*EXERCISE DETAILS:* Render every line of the listing below as a Markdown table with the columns "Row" and "Listing line." Number the rows in order and leave out blank lines.

######

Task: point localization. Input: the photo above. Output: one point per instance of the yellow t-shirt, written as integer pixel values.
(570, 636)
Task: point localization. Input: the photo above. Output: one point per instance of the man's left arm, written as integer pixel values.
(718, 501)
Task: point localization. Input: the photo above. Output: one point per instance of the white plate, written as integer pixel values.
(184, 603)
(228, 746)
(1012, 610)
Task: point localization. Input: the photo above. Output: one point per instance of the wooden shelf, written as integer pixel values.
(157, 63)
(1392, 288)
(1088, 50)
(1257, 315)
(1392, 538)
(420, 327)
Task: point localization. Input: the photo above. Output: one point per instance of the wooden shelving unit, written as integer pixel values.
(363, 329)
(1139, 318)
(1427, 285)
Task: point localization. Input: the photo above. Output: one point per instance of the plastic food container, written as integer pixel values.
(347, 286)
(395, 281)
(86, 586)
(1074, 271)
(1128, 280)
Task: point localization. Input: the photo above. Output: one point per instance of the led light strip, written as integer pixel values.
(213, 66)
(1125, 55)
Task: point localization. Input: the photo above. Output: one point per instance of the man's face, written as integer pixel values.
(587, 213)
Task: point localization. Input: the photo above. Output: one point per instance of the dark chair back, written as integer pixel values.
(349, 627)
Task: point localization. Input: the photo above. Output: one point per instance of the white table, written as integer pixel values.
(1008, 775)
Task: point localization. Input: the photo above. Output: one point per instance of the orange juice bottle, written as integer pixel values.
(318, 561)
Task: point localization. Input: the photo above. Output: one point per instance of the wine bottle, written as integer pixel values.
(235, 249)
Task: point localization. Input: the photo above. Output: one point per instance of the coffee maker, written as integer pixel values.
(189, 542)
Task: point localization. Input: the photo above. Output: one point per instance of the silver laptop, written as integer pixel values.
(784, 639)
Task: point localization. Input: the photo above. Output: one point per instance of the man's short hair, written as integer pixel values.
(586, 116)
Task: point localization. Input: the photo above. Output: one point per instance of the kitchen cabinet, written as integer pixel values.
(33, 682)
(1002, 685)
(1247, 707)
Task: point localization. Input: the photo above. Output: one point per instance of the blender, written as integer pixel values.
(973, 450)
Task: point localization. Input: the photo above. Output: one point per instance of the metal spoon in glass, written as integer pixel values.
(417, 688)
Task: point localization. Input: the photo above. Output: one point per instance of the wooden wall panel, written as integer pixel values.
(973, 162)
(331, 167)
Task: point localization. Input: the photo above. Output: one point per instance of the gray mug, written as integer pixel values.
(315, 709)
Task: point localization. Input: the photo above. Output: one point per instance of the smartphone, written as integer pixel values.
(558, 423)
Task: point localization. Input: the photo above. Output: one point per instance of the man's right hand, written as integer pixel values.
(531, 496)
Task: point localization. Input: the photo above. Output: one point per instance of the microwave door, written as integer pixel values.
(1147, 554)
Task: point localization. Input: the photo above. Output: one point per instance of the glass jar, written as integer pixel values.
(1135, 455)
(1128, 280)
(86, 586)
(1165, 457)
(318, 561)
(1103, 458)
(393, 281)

######

*EXERCISE OUTPUT:*
| Row | Listing line |
|---|---|
| 1 | Task: point localization. Input: the photo above. Output: one point per instance of the yellow t-shirt, written as integer pixel values. |
| 2 | (570, 636) |
| 3 | Task: point localization. Input: the photo above. Output: one point per instance of the man's left arm, written as integer pixel values. |
| 4 | (718, 501) |
| 5 | Task: point localization. Input: the photo above. Output: one point per instance of the white plate, written as integer pixel values. |
| 6 | (184, 603) |
| 7 | (228, 746) |
| 8 | (1012, 610) |
| 9 | Task: point localization. Input: the photo above. Output: one point per instance of the wooden shelf, written as integer pixel values. |
| 10 | (157, 63) |
| 11 | (1392, 288) |
| 12 | (1088, 50) |
| 13 | (1257, 315) |
| 14 | (1392, 538) |
| 15 | (420, 327) |
| 16 | Task: point localization. Input: the photo above. Output: one point per instance of the wooden shelving unit, written as integer pixel values. |
| 17 | (363, 329) |
| 18 | (1139, 318) |
| 19 | (1427, 285) |
| 20 | Task: point localization. Input: the photo above. Output: one point per instance of the plastic food container, written as integer pixel values. |
| 21 | (347, 286) |
| 22 | (395, 281) |
| 23 | (86, 586) |
| 24 | (1074, 271) |
| 25 | (1128, 280) |
| 26 | Task: point localization. Input: the photo above. Output: one point per instance of the led light strip, written as integer pixel values. |
| 27 | (213, 66) |
| 28 | (1125, 55) |
| 29 | Task: point localization. Input: the photo above. Output: one point per instance of the man's face, written as integer pixel values. |
| 30 | (587, 213) |
| 31 | Task: point localization. Input: the photo above. Output: one point per instance of the dark chair back, written as integer pixel values. |
| 32 | (349, 627) |
| 33 | Task: point localization. Input: the photo above. Output: one point per instance of the white table, written as integer pixel values. |
| 34 | (1008, 775) |
| 35 | Task: point localization. Input: the photo above. Output: one point per instance of the orange juice bottle, written as integer pixel values. |
| 36 | (318, 561) |
| 37 | Task: point localization. Input: the photo above. Output: one point per instance of the wine bottle, written as integer pixel values. |
| 38 | (235, 249) |
| 39 | Task: point localization. Input: the photo above. Output: one point per instance of the coffee maker, written as integer pixel values. |
| 40 | (189, 542) |
| 41 | Task: point localization. Input: the photo above. Output: one point per instance of the silver laptop, written as integer pixel values. |
| 42 | (784, 639) |
| 43 | Task: point localization. Input: the photo above. Output: one point per instance of the man's short hair, written as integer pixel values. |
| 44 | (586, 116) |
| 45 | Task: point localization. Input: the photo above. Output: one point per instance of the kitchen cabinet, written as integer pixel values. |
| 46 | (33, 682) |
| 47 | (1002, 685) |
| 48 | (1247, 707) |
| 49 | Task: point localization. Input: the photo above. Output: one point per instance of the blender, written as integer pixel values. |
| 50 | (973, 450) |
| 51 | Task: point localization. Input: the photo above. Output: one point per instance of the metal spoon in glass, written as integer pixel values. |
| 52 | (417, 688) |
| 53 | Task: point localization. Input: the photo above. Output: one point per instance of the wooden wall panel, written as integer pixel values. |
| 54 | (973, 162) |
| 55 | (331, 167) |
| 56 | Task: point localization. Input: the photo above. Output: one point per instance of the gray mug, written as integer pixel values. |
| 57 | (315, 709) |
| 58 | Task: point localization. Input: the photo above. Output: one point per instance of the smartphone, written as integer pixel values. |
| 59 | (558, 423) |
| 60 | Task: point localization. Input: the photo above. Output: one point per instance of the man's right hand, written as integer pixel values. |
| 61 | (531, 496) |
| 62 | Task: point localization. Input: the photo above. Output: one point per instance of the microwave door, written as integer pixel values. |
| 63 | (1147, 554) |
| 64 | Task: point localization. Input: the photo above. Output: one point per instance of the glass jar, written as integer pixel values. |
| 65 | (1135, 455) |
| 66 | (1128, 280) |
| 67 | (86, 586) |
| 68 | (1165, 457) |
| 69 | (318, 561) |
| 70 | (1103, 458) |
| 71 | (393, 281) |